A global surge in refugees in recent years has elicited powerful emotional backlash responses in various democracies. Anti-immigrant backlash typically includes what many people had thought to be long dead social responses such as chauvinism (jingoism), ultranationalism which tends to be associated with a resurgence of authoritarianism, and prejudice and discrimination against out-groups. These social traits are not always anomalies. They were prominent features of American society when major waves of immigration occurred. Traditionally diverse countries such as India and the US are experiencing serious problems associated with diversity and how different groups are either manifesting their diversity or in how other groups that perceive threat are responding. Stopping immigration was a major factor in how the 2016 elections turned out. Anti-immigration sentiment was accompanied by explicit denigration of immigrants with bigoted and sometimes outright racist rhetoric and border tactics.

That innate human trait raises the question of the long-term viability of diverse democracies. One can argue that dealing with diversity is a much more difficult and anti-democratically dangerous problem than most people probably believe. Global responses to recent waves of immigrants have tended toward anti-immigrant sentiment more than immigrant acceptance and support. That sentiment can be enhanced by political demagoguery as has happened in the US.  

Recent anti-immigrant backlash arose with a refugee crisis in Europe in 2015. Anti-immigration and nationalist-populist parties in both Europe and the US gained in prominence, e.g., as exemplified by Brexit in the UK and MAGA in the US. Countries including Sweden and Denmark have experienced an immigration backlash that forced them to face a new cultural diversity somewhat akin to what exists in the US. New immigrants from predominantly Muslim countries are testing long-standing, self-proclaimed national tolerance, openness and acceptance of different cultures and value systems. The previously fringe Swedish Democrats, a party with historical racist roots, have mounted an all-out assault on Muslim immigrants as unwelcome, destructive, crime-ridden moochers. SD popularity and representation grew and in 2018 they were Sweden's 3rd largest party. The SD party has negotiated with the other large parties (Christian Democrats, The Moderate Party) in the EU as part of the ECR (right wing, euroskeptic, anti-immigration coalition).

▶ **Supplied data**:
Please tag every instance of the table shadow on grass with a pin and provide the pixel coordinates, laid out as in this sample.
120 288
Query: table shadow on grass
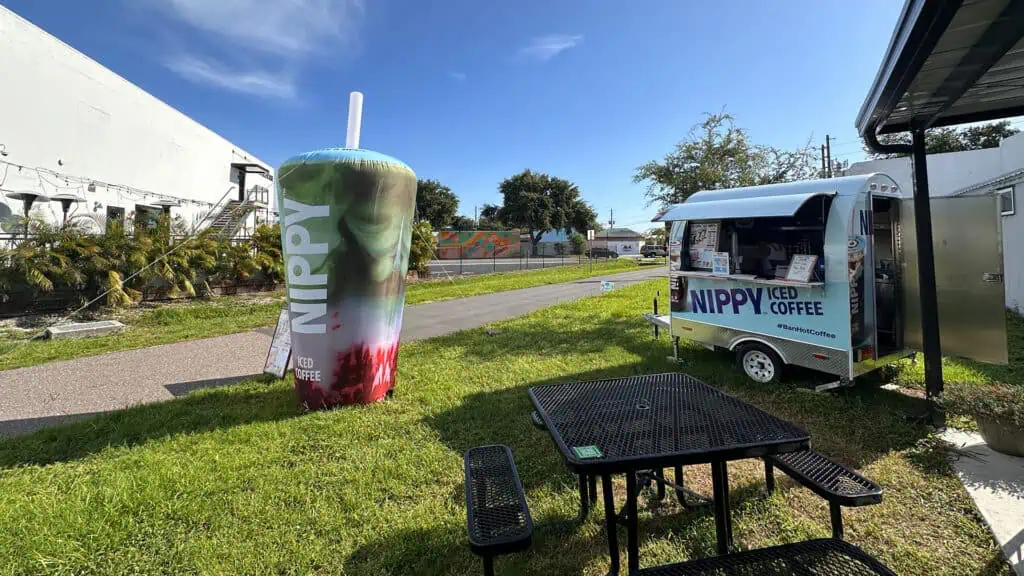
560 545
205 411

▶ **What you are asked to do**:
From the text on anti-immigrant backlash, reproduce verbatim the span starting with "That innate human" and going on through "happened in the US.". None of the data is required here.

▶ **Exercise solution**:
That innate human trait raises the question of the long-term viability of diverse democracies. One can argue that dealing with diversity is a much more difficult and anti-democratically dangerous problem than most people probably believe. Global responses to recent waves of immigrants have tended toward anti-immigrant sentiment more than immigrant acceptance and support. That sentiment can be enhanced by political demagoguery as has happened in the US.